Data:
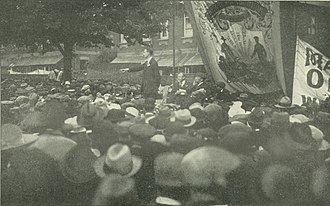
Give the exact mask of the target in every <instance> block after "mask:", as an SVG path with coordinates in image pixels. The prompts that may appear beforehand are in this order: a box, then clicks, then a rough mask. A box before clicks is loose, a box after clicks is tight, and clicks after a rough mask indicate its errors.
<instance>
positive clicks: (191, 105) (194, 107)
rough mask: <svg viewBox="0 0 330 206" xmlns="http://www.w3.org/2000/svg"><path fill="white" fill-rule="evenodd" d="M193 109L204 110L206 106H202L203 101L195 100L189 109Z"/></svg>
mask: <svg viewBox="0 0 330 206" xmlns="http://www.w3.org/2000/svg"><path fill="white" fill-rule="evenodd" d="M192 109H200V110H204V107H203V106H202V104H201V103H199V102H195V103H193V104H191V105H190V106H189V110H190V111H191V110H192Z"/></svg>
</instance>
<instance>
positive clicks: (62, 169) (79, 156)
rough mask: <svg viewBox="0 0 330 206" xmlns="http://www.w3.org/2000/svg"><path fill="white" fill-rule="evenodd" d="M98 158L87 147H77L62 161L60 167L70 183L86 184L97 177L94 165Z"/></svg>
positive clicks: (80, 146)
mask: <svg viewBox="0 0 330 206" xmlns="http://www.w3.org/2000/svg"><path fill="white" fill-rule="evenodd" d="M96 159H97V156H96V155H95V154H94V153H93V152H92V150H91V149H90V148H89V147H87V146H81V145H76V146H75V147H73V148H71V150H70V151H68V152H67V153H66V155H65V157H64V159H63V160H62V161H60V167H61V171H62V174H63V176H64V177H65V178H66V179H68V180H69V181H70V182H74V183H85V182H88V181H90V180H92V179H94V178H97V175H96V173H95V171H94V168H93V166H92V164H93V163H94V162H95V160H96Z"/></svg>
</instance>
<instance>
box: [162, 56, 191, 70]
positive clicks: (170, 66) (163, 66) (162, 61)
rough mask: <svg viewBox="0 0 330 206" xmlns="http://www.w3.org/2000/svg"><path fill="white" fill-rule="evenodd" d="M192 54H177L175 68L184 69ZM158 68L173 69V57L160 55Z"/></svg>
mask: <svg viewBox="0 0 330 206" xmlns="http://www.w3.org/2000/svg"><path fill="white" fill-rule="evenodd" d="M193 55H194V54H192V53H181V54H175V66H176V67H183V66H184V64H185V62H186V61H188V60H189V59H190V58H192V56H193ZM159 58H160V59H159V60H158V66H160V67H173V55H172V54H167V55H159Z"/></svg>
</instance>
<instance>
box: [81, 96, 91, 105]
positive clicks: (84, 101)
mask: <svg viewBox="0 0 330 206" xmlns="http://www.w3.org/2000/svg"><path fill="white" fill-rule="evenodd" d="M91 100H92V99H91V98H90V97H89V96H81V97H79V98H78V99H77V101H78V102H79V103H81V104H85V103H86V102H90V101H91Z"/></svg>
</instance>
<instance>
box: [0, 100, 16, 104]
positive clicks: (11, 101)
mask: <svg viewBox="0 0 330 206" xmlns="http://www.w3.org/2000/svg"><path fill="white" fill-rule="evenodd" d="M14 103H15V102H14V101H9V100H4V101H1V105H12V104H14Z"/></svg>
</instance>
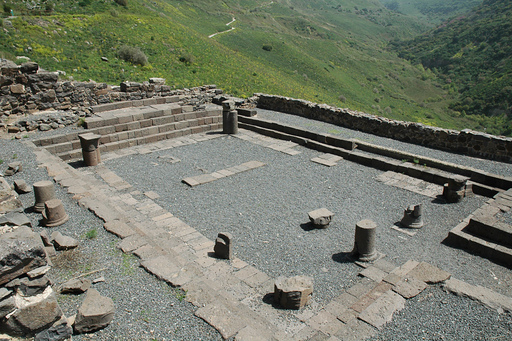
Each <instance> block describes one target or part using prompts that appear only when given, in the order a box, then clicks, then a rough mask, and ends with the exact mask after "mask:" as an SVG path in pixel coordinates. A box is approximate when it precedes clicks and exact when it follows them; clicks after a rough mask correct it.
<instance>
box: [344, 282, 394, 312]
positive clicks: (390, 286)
mask: <svg viewBox="0 0 512 341" xmlns="http://www.w3.org/2000/svg"><path fill="white" fill-rule="evenodd" d="M391 287H392V286H391V284H389V283H386V282H381V283H379V284H378V285H377V286H376V287H375V288H373V289H372V290H371V291H370V292H369V293H367V294H366V295H364V296H363V297H361V298H360V299H359V300H358V301H357V302H356V303H354V304H353V305H352V306H351V307H350V308H352V309H354V310H355V311H357V312H359V313H360V312H362V311H363V310H364V309H366V308H367V307H368V306H369V305H370V304H372V303H373V302H374V301H375V300H376V299H377V298H379V297H380V296H381V295H382V294H383V293H384V292H386V291H388V290H390V289H391Z"/></svg>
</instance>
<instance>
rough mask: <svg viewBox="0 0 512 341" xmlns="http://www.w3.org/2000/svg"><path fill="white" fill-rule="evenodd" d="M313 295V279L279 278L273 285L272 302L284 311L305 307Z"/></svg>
mask: <svg viewBox="0 0 512 341" xmlns="http://www.w3.org/2000/svg"><path fill="white" fill-rule="evenodd" d="M312 295H313V278H311V277H307V276H295V277H289V278H286V277H279V278H278V279H277V280H276V281H275V283H274V302H276V303H277V304H279V305H280V306H281V307H282V308H285V309H295V310H298V309H300V308H302V307H304V306H306V305H307V304H308V303H309V302H310V301H311V297H312Z"/></svg>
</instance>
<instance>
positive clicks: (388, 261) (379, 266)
mask: <svg viewBox="0 0 512 341" xmlns="http://www.w3.org/2000/svg"><path fill="white" fill-rule="evenodd" d="M373 265H374V266H375V267H377V268H379V269H381V270H382V271H384V272H387V273H391V272H392V271H393V270H394V269H396V265H395V264H393V263H391V262H389V261H387V260H386V259H385V258H381V259H379V260H377V261H375V262H373Z"/></svg>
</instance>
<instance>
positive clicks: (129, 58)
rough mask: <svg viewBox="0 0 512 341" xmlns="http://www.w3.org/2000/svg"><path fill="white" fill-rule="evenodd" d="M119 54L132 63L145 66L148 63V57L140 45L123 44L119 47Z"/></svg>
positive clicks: (128, 61) (117, 51)
mask: <svg viewBox="0 0 512 341" xmlns="http://www.w3.org/2000/svg"><path fill="white" fill-rule="evenodd" d="M117 54H118V56H119V58H121V59H122V60H125V61H127V62H130V63H132V64H138V65H142V66H144V65H146V64H147V63H148V57H146V55H145V54H144V52H142V50H141V49H139V48H138V47H131V46H126V45H123V46H121V47H120V48H119V50H118V51H117Z"/></svg>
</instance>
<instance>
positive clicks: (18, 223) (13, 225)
mask: <svg viewBox="0 0 512 341" xmlns="http://www.w3.org/2000/svg"><path fill="white" fill-rule="evenodd" d="M0 225H8V226H32V222H31V221H30V219H29V218H28V217H27V216H26V215H25V214H23V213H19V212H15V211H12V212H9V213H6V214H5V215H3V216H1V217H0Z"/></svg>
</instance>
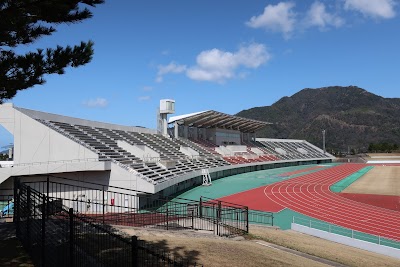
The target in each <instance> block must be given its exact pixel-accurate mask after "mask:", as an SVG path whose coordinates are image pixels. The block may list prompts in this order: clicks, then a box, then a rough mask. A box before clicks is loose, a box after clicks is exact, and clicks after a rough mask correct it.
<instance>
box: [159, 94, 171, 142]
mask: <svg viewBox="0 0 400 267" xmlns="http://www.w3.org/2000/svg"><path fill="white" fill-rule="evenodd" d="M174 113H175V100H172V99H161V100H160V119H161V122H160V124H161V125H160V126H161V127H160V128H161V129H160V130H161V133H162V134H163V135H168V132H167V128H168V122H167V116H168V114H174Z"/></svg>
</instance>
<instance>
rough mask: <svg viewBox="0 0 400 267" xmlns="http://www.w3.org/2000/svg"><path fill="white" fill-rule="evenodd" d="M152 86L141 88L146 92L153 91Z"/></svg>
mask: <svg viewBox="0 0 400 267" xmlns="http://www.w3.org/2000/svg"><path fill="white" fill-rule="evenodd" d="M153 89H154V88H153V87H151V86H143V88H142V90H143V91H146V92H149V91H153Z"/></svg>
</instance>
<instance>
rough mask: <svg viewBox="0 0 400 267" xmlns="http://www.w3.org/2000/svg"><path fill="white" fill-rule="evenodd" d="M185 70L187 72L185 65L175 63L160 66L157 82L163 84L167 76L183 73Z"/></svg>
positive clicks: (159, 67)
mask: <svg viewBox="0 0 400 267" xmlns="http://www.w3.org/2000/svg"><path fill="white" fill-rule="evenodd" d="M185 70H186V66H185V65H179V64H176V63H175V62H171V63H169V64H168V65H159V66H158V73H157V78H156V82H158V83H160V82H162V81H163V77H164V75H165V74H168V73H182V72H184V71H185Z"/></svg>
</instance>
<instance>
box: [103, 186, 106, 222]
mask: <svg viewBox="0 0 400 267" xmlns="http://www.w3.org/2000/svg"><path fill="white" fill-rule="evenodd" d="M105 202H106V200H105V193H104V185H103V224H104V216H106V215H105V210H106V206H105V204H106V203H105Z"/></svg>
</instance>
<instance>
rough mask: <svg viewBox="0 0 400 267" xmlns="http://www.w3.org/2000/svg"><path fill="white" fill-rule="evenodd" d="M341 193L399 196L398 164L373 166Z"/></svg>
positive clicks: (399, 176)
mask: <svg viewBox="0 0 400 267" xmlns="http://www.w3.org/2000/svg"><path fill="white" fill-rule="evenodd" d="M342 193H355V194H373V195H390V196H400V166H375V167H374V168H373V169H371V170H370V171H368V172H367V173H366V174H365V175H363V176H362V177H360V178H359V179H358V180H357V181H355V182H354V183H352V184H351V185H350V186H349V187H347V188H346V189H345V190H343V191H342Z"/></svg>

Problem to solve: Copy every line of the records above that contains the word "correct". Case counts, so only lines with that exact capitalization qualify.

Output of the task:
Each <instance> block describes one target or part using prompts that appear only when given, in the order a box, then clicks, then a rough mask, and ends with the exact mask after "mask:" as an SVG path in pixel coordinates. A box is approximate when it precedes clicks and exact when it follows them; clicks after a rough mask correct it.
The target in each <instance> block must be given its exact pixel-accurate mask after "mask:", as an SVG path whose coordinates are image pixels. The block may list prompts in this order: clicks, then a box, then a rough mask. A box before clicks is loose, a box after clicks is exact, and clicks after a rough mask correct it.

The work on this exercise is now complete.